### PROBLEM REQUIREMENTS
Print, exactly as given, each line of the data from the line containing "of the tailgate" up to and including its last line.

(Lines of data)
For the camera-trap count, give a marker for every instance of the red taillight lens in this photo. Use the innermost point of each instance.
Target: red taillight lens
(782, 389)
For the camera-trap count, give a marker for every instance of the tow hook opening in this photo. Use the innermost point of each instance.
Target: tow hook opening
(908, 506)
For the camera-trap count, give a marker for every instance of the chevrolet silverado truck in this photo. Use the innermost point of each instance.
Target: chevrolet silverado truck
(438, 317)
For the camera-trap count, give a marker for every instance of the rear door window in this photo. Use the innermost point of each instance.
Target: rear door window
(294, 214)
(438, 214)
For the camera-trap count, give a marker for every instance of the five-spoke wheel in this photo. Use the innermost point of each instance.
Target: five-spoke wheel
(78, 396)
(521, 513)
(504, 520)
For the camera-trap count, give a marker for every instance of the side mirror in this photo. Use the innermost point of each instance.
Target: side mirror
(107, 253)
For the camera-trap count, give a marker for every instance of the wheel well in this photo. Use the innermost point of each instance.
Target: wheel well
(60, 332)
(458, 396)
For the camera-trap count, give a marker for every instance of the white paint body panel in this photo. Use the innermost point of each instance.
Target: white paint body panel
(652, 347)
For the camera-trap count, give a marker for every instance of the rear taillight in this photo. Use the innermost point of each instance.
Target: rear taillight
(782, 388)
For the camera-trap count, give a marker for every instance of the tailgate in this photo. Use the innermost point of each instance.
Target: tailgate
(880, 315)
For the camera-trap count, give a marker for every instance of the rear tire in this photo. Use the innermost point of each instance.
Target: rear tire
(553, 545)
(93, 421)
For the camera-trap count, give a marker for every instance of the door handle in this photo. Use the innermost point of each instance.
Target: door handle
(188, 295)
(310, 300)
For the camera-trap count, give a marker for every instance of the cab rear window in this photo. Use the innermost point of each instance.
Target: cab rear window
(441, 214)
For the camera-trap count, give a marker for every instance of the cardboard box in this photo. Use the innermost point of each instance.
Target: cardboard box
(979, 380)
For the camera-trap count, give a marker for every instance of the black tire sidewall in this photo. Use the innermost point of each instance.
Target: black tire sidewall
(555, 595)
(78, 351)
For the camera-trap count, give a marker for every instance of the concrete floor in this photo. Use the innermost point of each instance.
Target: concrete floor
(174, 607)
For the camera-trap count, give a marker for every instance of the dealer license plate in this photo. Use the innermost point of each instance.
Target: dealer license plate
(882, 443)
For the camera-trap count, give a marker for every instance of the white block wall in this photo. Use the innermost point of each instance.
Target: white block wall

### THE REPLY
For the camera-trap count, give a marker for every instance of the tailgate in this photo. Use the innermost point of each instance.
Target: tailgate
(880, 315)
For the camera-trap count, give a marker for every instance of the rear tire in this photo. Use the innermost point of each instance.
Target: rear tire
(553, 545)
(93, 421)
For the camera-trap count, give a marker for every instance of the door handle in this photo. Use the innermost point of each instance.
Target: door handle
(188, 295)
(310, 300)
For the camera-trap count, give a marker for every instance of the cab rear window in this photo. Use the innermost point of each instance.
Target: cab rear window
(441, 214)
For the camera-trap count, give a marker for every instance of the cardboard box in this photo. Use the innermost point of each instance.
Target: cardboard box
(979, 380)
For the camera-trap count, give a marker for every instance of the black tire sidewall in this photo. Use the innermost point of each instance.
Target: black tire sidewall
(555, 595)
(78, 351)
For the camera-trap count, give a marker for every instance of the concrete floor in this photo. Use the innermost point of each instance.
Target: concrete floor
(174, 607)
For the camera-trap count, give a marker for every instance of the dealer license plate in this photo. Use the innermost point of each instance.
Target: dealer license plate
(882, 443)
For the camera-trap count, give a marker for every instance of the white block wall in this photo. Use the innermost point of each instance.
Target: white block wall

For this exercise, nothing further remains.